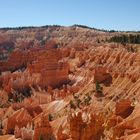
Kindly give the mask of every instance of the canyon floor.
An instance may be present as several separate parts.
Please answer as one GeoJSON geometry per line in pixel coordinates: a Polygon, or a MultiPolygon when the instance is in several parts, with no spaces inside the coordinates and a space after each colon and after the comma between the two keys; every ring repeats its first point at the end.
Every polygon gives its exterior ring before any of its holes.
{"type": "Polygon", "coordinates": [[[140,140],[140,45],[107,41],[124,34],[0,29],[0,140],[140,140]]]}

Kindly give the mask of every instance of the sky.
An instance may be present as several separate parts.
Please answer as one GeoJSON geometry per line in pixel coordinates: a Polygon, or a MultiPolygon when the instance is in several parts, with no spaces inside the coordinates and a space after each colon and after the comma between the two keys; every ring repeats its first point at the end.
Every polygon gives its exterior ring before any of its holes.
{"type": "Polygon", "coordinates": [[[73,24],[140,31],[140,0],[0,0],[0,27],[73,24]]]}

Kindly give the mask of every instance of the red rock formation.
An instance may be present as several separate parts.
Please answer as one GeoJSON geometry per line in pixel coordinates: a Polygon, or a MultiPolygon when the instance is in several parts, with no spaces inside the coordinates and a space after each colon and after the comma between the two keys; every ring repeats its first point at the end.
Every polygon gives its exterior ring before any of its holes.
{"type": "Polygon", "coordinates": [[[35,121],[35,130],[33,140],[55,139],[48,117],[42,114],[40,120],[35,121]]]}
{"type": "Polygon", "coordinates": [[[116,103],[115,114],[121,116],[122,118],[126,118],[132,113],[133,109],[134,107],[131,106],[130,100],[121,100],[116,103]]]}

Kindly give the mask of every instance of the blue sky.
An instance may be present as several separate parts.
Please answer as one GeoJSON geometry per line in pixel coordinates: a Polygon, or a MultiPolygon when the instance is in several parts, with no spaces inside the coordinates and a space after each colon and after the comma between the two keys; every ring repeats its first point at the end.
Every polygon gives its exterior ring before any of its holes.
{"type": "Polygon", "coordinates": [[[0,27],[53,24],[140,30],[140,0],[0,0],[0,27]]]}

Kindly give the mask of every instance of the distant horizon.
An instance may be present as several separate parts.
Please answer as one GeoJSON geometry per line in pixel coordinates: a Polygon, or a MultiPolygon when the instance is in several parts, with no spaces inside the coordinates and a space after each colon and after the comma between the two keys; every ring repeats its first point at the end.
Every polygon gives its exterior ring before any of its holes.
{"type": "Polygon", "coordinates": [[[140,31],[139,0],[4,0],[0,28],[74,24],[115,31],[140,31]]]}
{"type": "MultiPolygon", "coordinates": [[[[72,27],[72,26],[85,26],[87,28],[95,29],[95,30],[101,30],[101,31],[115,31],[115,32],[140,32],[140,30],[115,30],[115,29],[104,29],[104,28],[96,28],[96,27],[91,27],[87,25],[82,25],[82,24],[73,24],[73,25],[57,25],[57,24],[52,24],[52,25],[31,25],[31,26],[14,26],[14,27],[0,27],[0,30],[2,29],[17,29],[17,28],[41,28],[45,26],[60,26],[60,27],[72,27]]],[[[83,27],[84,28],[84,27],[83,27]]]]}

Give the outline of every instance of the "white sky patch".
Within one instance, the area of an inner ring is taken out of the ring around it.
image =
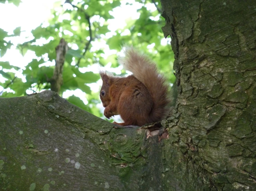
[[[0,19],[0,26],[1,29],[8,32],[8,34],[13,33],[13,31],[17,27],[21,27],[22,31],[19,37],[10,37],[6,38],[5,40],[7,41],[10,40],[14,45],[12,46],[11,49],[8,49],[5,56],[0,58],[0,61],[9,61],[11,65],[18,66],[21,68],[21,69],[25,69],[25,67],[33,59],[38,58],[36,56],[35,53],[32,51],[28,50],[25,56],[23,57],[20,54],[19,51],[16,49],[16,46],[19,43],[22,43],[26,41],[31,40],[34,38],[31,31],[39,26],[41,23],[43,23],[43,27],[47,27],[49,26],[49,24],[47,21],[48,19],[52,18],[53,16],[51,13],[51,9],[53,8],[54,3],[57,2],[60,2],[60,6],[57,6],[54,8],[54,9],[61,12],[63,10],[76,9],[68,3],[65,3],[64,0],[23,0],[18,7],[17,7],[12,3],[6,3],[1,4],[0,6],[0,18],[4,18],[4,19]],[[73,1],[74,4],[76,4],[80,2],[80,0],[75,0]],[[60,3],[61,2],[61,3]],[[132,4],[132,5],[126,4]],[[63,6],[60,6],[63,4]],[[100,18],[98,16],[95,16],[91,18],[91,21],[97,21],[99,22],[100,26],[107,22],[108,24],[108,28],[111,31],[106,34],[105,35],[101,35],[102,38],[106,38],[107,39],[112,37],[113,35],[115,35],[116,33],[115,32],[117,29],[122,29],[126,26],[126,20],[127,19],[136,20],[139,19],[140,13],[137,12],[137,10],[140,9],[143,4],[139,2],[135,2],[135,0],[124,0],[121,1],[121,5],[120,7],[115,8],[113,11],[110,11],[110,14],[113,16],[114,19],[109,19],[108,21],[105,21],[103,18]],[[156,8],[153,3],[147,3],[145,6],[147,9],[151,11],[154,11],[156,10]],[[86,9],[88,6],[85,6],[84,8]],[[14,14],[15,13],[15,14]],[[58,13],[57,13],[57,14]],[[152,20],[159,19],[159,16],[151,18]],[[60,15],[59,20],[62,21],[63,19],[70,20],[70,15],[69,14],[64,14]],[[74,24],[75,21],[71,21],[71,23]],[[74,30],[78,30],[78,27],[71,26],[71,28]],[[63,30],[61,28],[60,30]],[[64,30],[63,32],[65,34],[72,36],[73,34],[70,31],[67,30]],[[122,36],[127,35],[130,33],[130,31],[128,29],[126,29],[121,34]],[[61,33],[60,33],[60,36]],[[42,38],[36,40],[33,44],[38,46],[42,46],[43,44],[49,42],[53,39],[53,37],[50,37],[48,39]],[[169,39],[168,40],[168,39]],[[169,38],[167,39],[163,39],[161,41],[161,44],[166,44],[167,42],[170,41]],[[103,39],[100,39],[98,41],[96,41],[91,42],[91,48],[90,51],[95,51],[99,49],[103,49],[104,53],[101,54],[101,56],[106,58],[110,55],[114,54],[120,55],[120,53],[117,52],[115,50],[110,50],[106,44],[106,41]],[[75,44],[69,43],[70,47],[74,50],[77,50],[78,47]],[[152,44],[150,45],[152,46]],[[121,54],[122,54],[122,53]],[[46,59],[47,55],[42,57],[46,63],[39,66],[40,67],[43,66],[54,66],[54,61],[47,61]],[[45,58],[44,58],[45,57]],[[73,63],[73,64],[75,63]],[[71,64],[72,65],[72,64]],[[104,67],[104,69],[106,71],[112,72],[114,72],[117,74],[121,73],[121,70],[122,67],[120,66],[114,68],[111,68],[111,63],[108,63]],[[97,64],[93,64],[91,66],[88,66],[87,68],[79,68],[79,70],[82,72],[91,71],[95,73],[98,73],[99,70],[99,65]],[[25,78],[23,77],[22,74],[22,70],[19,72],[14,71],[16,73],[18,78],[21,78],[23,81],[26,82]],[[130,73],[129,73],[130,74]],[[0,82],[3,83],[6,79],[1,77],[0,74]],[[102,84],[101,80],[95,83],[88,84],[87,85],[91,88],[93,93],[97,92],[98,91],[100,86]],[[3,90],[3,88],[0,86],[0,92]],[[5,90],[5,91],[7,92],[14,92],[9,88]],[[32,90],[27,90],[27,93],[32,93]],[[88,101],[85,98],[85,93],[82,92],[79,89],[74,91],[67,90],[64,92],[63,97],[67,98],[72,95],[80,98],[85,104],[88,103]],[[101,110],[104,111],[104,108],[101,104],[97,104],[97,107],[100,108]],[[114,120],[119,121],[120,117],[116,116],[113,118]]]

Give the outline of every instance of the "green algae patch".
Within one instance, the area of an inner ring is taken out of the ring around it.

● DO THIS:
Report each line of the data above that contains the string "outline", treating uppercase and lowercase letters as different.

● ANSWER TO THIS TASK:
Give the outline of every instance of the "white sky patch".
Give the outline of every instance of the "green algae patch".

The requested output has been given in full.